Work to be completed: How many lines in the items below contain the string "tree"? Case matters; reply with the number only.

Working data:
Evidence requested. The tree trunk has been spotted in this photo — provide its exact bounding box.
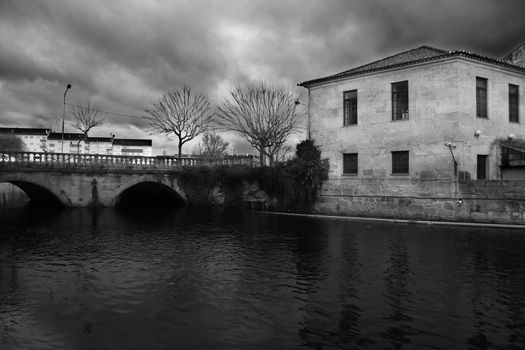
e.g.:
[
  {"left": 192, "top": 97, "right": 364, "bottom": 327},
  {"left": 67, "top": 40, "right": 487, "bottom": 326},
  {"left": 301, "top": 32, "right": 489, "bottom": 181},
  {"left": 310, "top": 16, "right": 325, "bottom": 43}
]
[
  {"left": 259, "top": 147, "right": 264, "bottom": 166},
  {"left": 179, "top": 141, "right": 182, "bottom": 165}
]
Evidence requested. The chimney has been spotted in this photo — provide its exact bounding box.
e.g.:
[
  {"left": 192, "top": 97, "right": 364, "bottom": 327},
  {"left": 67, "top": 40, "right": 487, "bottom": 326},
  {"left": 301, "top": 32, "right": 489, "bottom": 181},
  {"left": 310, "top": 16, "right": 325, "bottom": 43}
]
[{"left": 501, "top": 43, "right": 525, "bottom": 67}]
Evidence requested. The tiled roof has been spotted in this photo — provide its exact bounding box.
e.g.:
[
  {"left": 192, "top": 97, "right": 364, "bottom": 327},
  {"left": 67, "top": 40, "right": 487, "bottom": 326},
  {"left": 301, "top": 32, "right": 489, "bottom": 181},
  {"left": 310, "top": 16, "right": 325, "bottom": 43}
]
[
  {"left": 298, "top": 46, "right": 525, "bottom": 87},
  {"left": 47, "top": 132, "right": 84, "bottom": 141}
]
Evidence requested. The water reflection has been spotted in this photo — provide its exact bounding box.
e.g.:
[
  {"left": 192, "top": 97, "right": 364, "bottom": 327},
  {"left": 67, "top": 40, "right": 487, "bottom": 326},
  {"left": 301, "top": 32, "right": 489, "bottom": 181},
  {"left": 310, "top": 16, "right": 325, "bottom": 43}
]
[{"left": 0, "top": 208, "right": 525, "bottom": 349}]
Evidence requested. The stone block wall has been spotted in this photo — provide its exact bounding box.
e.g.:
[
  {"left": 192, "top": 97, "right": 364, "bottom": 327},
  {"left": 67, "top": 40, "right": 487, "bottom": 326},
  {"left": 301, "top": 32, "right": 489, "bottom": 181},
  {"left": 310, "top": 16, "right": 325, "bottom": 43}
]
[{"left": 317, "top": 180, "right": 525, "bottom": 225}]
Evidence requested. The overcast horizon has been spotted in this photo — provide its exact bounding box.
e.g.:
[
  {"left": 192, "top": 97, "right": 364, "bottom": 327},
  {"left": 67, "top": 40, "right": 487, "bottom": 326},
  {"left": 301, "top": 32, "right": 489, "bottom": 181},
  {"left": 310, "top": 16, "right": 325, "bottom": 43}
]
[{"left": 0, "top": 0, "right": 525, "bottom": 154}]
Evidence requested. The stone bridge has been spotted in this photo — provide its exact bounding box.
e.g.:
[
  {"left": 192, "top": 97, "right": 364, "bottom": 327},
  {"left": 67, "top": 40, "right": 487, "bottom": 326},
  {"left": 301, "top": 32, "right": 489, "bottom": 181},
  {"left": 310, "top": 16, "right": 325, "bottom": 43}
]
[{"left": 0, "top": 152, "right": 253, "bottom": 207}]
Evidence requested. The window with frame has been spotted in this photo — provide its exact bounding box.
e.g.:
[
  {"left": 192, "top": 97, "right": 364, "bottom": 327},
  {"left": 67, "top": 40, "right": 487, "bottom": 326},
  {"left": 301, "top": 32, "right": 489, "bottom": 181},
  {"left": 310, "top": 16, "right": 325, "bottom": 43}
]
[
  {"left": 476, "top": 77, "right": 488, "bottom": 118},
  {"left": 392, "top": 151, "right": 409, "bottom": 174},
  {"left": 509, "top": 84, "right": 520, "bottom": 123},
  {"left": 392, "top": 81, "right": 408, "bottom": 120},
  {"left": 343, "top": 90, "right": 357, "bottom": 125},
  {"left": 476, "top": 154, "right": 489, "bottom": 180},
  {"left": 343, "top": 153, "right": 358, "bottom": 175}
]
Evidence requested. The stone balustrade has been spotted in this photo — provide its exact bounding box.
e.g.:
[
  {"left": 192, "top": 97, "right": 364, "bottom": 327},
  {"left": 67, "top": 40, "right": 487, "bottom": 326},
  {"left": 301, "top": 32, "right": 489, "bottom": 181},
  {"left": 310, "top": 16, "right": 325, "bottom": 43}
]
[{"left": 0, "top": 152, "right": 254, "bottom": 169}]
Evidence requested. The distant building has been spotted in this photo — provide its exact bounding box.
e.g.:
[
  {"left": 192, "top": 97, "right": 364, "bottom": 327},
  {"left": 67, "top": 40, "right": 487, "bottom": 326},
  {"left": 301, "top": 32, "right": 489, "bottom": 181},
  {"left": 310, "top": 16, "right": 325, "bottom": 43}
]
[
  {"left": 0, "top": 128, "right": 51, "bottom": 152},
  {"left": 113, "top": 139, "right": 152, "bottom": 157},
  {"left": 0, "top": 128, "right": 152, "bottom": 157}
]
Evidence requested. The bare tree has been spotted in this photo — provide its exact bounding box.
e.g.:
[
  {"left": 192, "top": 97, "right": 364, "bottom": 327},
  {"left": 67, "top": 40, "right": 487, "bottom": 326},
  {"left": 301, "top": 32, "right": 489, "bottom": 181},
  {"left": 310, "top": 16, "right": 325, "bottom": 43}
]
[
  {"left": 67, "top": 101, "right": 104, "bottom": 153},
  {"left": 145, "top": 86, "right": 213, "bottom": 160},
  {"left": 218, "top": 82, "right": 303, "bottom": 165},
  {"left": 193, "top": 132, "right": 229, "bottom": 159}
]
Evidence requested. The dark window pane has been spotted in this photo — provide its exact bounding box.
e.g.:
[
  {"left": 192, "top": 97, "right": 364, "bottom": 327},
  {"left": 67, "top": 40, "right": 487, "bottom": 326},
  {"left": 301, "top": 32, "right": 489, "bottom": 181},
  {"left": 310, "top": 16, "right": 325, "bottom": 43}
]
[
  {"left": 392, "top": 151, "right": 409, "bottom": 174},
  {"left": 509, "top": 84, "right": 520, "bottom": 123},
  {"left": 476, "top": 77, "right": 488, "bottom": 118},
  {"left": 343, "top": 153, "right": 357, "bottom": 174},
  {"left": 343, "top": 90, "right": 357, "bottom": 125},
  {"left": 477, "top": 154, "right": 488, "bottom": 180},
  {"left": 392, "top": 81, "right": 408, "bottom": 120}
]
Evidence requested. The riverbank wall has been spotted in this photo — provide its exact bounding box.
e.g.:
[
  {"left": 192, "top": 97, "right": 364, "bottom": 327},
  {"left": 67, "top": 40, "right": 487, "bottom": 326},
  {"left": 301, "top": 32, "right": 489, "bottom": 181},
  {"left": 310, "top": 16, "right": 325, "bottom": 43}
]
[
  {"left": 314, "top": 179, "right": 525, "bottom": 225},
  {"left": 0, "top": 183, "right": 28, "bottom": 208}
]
* * *
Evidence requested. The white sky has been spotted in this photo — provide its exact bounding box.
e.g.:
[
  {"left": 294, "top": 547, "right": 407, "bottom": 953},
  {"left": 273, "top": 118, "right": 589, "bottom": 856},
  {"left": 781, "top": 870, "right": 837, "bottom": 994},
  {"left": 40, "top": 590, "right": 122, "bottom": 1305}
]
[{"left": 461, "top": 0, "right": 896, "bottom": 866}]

Correct output: 2